- INSTRUCTIONS FOR THE TASK:
Give back, exactly as written, the lines from the beginning of the listing through the one that contains "Expected: for every instance of the velvety".

- RECORDS PROVIDED:
>>>>>

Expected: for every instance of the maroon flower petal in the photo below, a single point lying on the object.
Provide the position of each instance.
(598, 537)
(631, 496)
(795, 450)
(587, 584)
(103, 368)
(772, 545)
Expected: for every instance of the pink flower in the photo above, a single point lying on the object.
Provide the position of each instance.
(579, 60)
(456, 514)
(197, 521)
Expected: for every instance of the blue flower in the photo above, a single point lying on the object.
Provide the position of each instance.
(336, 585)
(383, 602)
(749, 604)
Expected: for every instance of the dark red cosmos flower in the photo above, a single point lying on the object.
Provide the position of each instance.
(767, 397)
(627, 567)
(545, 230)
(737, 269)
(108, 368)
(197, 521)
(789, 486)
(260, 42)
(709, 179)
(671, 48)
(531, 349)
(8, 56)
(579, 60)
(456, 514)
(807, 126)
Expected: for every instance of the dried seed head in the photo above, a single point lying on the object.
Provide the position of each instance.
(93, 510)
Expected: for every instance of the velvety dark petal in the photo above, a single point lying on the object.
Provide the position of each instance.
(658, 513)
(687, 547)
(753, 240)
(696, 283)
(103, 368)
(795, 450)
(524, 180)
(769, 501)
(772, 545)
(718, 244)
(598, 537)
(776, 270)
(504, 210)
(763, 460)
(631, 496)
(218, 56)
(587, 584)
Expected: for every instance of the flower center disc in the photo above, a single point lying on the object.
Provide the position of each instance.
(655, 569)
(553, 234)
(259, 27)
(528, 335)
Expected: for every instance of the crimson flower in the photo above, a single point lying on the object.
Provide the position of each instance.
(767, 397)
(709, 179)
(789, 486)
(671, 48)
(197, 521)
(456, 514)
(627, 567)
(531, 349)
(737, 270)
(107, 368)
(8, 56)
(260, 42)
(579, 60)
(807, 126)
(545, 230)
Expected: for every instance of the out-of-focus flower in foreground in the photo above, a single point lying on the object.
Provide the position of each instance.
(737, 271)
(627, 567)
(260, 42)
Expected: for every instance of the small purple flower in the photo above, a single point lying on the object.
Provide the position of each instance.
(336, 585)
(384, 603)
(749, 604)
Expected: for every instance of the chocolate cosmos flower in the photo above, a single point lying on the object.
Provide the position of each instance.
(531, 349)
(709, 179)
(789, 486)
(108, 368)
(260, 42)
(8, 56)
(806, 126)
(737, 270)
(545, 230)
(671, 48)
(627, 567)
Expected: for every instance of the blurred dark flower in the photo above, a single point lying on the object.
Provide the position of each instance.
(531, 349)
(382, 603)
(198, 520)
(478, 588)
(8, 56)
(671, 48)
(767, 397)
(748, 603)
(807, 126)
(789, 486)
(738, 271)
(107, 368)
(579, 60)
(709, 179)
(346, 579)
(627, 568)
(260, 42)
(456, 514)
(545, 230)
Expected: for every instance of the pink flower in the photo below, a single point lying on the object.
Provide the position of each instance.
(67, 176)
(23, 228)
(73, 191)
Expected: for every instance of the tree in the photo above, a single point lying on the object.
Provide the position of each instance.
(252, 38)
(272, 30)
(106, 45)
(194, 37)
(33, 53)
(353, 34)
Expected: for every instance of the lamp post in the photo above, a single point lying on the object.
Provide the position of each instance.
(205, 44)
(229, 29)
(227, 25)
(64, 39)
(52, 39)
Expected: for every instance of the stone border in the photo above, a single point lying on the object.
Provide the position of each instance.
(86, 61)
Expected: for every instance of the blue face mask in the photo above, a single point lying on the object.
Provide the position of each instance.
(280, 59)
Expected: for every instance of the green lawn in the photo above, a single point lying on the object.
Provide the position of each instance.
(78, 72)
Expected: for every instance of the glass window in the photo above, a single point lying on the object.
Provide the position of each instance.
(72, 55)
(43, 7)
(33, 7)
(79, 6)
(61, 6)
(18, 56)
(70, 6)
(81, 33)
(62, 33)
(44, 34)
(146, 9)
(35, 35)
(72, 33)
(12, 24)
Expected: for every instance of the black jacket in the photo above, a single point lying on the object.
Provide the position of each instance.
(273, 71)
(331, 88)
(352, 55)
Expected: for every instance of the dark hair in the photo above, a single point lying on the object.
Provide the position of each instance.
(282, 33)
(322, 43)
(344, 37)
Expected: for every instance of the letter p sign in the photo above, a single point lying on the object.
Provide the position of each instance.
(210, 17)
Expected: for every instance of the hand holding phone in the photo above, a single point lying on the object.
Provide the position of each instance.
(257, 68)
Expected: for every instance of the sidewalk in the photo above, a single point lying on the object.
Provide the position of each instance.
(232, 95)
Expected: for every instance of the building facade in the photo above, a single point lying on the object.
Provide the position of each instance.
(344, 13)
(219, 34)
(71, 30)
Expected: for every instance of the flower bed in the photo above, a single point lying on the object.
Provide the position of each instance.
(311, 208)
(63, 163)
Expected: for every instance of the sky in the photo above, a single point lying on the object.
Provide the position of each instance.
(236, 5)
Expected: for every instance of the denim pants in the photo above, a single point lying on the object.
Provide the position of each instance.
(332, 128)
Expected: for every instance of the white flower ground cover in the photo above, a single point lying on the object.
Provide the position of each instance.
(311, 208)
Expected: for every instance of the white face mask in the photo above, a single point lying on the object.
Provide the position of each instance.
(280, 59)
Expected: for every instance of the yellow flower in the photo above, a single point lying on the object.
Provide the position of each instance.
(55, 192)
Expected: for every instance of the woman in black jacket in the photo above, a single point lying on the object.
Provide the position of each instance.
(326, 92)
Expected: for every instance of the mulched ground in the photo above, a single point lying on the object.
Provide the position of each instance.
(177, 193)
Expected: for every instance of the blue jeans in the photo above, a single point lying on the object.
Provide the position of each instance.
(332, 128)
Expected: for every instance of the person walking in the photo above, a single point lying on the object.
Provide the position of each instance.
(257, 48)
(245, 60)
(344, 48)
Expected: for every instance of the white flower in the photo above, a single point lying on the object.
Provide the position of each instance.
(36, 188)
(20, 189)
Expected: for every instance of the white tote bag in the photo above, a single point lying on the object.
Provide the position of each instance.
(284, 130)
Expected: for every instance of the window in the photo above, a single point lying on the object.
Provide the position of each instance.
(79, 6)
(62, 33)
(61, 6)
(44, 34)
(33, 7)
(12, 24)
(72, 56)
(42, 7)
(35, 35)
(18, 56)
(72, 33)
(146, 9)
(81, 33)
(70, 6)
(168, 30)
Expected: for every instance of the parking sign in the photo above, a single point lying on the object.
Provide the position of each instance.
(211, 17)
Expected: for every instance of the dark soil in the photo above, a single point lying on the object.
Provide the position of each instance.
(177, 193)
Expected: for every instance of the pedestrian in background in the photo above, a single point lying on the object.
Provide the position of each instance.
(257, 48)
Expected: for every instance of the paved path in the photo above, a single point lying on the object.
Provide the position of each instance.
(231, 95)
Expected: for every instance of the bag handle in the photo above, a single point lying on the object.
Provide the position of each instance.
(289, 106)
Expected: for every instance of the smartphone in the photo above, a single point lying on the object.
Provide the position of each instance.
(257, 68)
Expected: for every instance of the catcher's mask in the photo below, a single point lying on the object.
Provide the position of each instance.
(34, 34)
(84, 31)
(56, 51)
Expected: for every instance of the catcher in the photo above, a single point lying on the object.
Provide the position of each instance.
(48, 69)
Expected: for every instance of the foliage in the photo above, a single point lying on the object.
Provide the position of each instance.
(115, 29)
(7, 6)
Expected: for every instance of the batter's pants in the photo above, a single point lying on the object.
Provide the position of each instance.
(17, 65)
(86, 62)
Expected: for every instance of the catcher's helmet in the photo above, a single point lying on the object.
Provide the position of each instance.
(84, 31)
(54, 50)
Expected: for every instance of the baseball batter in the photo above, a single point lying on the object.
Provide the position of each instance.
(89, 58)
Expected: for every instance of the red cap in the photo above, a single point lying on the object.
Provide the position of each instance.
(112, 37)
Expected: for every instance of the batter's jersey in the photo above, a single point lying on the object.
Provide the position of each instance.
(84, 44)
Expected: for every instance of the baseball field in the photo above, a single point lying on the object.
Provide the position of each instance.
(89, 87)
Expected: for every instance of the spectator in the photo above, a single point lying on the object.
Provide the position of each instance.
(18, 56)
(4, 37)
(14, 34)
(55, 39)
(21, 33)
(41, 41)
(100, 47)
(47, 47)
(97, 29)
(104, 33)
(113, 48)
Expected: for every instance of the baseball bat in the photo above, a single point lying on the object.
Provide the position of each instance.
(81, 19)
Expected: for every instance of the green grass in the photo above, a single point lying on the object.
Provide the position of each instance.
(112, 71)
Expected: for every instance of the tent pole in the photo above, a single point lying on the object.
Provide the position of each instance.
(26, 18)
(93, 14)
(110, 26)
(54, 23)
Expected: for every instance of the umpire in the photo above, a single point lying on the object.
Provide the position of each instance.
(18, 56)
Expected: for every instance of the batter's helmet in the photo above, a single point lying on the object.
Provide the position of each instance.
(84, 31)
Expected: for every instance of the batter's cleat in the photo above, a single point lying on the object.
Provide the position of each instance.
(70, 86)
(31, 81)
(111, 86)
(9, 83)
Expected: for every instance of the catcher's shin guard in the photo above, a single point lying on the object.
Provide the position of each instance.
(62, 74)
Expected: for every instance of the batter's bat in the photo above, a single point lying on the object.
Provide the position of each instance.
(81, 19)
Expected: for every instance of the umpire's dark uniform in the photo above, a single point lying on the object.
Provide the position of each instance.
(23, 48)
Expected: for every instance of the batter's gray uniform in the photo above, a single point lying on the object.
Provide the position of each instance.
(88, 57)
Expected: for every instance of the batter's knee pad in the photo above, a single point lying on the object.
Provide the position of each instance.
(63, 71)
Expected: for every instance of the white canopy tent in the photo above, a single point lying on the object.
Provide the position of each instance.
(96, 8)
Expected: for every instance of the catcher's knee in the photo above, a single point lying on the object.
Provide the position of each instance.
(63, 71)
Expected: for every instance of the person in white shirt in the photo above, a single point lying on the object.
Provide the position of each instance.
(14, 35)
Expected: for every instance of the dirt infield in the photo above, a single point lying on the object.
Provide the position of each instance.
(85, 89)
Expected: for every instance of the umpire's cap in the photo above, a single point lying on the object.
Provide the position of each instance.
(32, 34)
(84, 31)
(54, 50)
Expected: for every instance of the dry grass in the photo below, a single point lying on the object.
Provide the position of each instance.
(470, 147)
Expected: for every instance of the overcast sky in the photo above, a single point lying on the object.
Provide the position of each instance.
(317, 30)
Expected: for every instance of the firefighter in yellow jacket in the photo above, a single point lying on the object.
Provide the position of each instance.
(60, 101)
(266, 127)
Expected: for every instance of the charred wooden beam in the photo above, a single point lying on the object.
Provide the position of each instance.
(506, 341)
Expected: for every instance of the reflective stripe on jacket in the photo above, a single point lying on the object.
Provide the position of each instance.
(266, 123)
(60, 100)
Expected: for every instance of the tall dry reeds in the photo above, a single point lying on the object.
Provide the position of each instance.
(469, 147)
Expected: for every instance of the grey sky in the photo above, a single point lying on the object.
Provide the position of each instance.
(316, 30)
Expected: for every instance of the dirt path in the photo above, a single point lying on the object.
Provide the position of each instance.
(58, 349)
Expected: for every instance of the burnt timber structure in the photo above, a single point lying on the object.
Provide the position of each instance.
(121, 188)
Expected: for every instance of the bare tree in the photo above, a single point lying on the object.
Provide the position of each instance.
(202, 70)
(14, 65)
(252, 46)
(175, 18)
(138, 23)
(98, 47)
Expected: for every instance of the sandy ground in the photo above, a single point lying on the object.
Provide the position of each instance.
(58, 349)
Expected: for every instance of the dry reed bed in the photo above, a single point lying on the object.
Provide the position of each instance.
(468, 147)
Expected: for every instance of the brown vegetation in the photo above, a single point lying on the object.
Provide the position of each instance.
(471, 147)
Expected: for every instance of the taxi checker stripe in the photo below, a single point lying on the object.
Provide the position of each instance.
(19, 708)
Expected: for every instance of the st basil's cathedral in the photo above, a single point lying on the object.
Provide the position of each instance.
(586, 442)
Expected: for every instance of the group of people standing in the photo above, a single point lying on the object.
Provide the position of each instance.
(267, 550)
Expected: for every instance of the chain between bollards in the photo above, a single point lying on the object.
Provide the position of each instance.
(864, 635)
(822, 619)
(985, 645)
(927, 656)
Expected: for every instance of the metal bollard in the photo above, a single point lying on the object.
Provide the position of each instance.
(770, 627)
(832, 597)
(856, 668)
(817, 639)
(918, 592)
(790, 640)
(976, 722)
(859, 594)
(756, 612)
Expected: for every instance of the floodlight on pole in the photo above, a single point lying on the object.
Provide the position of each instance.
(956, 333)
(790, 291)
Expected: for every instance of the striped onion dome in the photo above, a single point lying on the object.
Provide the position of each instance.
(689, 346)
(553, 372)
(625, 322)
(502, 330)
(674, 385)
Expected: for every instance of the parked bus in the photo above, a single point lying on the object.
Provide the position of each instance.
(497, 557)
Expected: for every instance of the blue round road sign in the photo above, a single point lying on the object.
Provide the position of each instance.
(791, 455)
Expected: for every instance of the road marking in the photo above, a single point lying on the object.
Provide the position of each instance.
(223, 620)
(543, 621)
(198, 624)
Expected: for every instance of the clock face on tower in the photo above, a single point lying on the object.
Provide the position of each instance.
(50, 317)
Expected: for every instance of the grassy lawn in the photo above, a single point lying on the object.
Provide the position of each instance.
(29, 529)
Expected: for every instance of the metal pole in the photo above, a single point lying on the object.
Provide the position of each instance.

<<<<<

- TASK OUTPUT:
Expected: for every instance of the maroon flower petal in the photo below, a single point lying on the object.
Provide the position of each instance.
(598, 537)
(631, 496)
(795, 450)
(587, 584)
(103, 368)
(772, 545)
Expected: for every instance of the pink flower in the photo above, a single point lying on the object.
Provide the position of each instance.
(579, 60)
(456, 514)
(197, 521)
Expected: for every instance of the blue flower in the photo above, a single point lying on the object.
Provide the position of each instance.
(336, 585)
(383, 602)
(749, 604)
Expected: for every instance of the dark red cosmos flower in the photo above, a single point lying on the object.
Provide the position of each instance.
(767, 397)
(627, 567)
(545, 230)
(737, 269)
(108, 368)
(197, 521)
(789, 486)
(260, 42)
(709, 179)
(671, 48)
(531, 349)
(8, 56)
(579, 60)
(456, 514)
(807, 126)
Expected: for every instance of the dried seed head in the photo above, a single point lying on the object.
Provide the position of each instance.
(93, 510)
Expected: for every instance of the velvety dark petal in the photo above, a single point lying on the object.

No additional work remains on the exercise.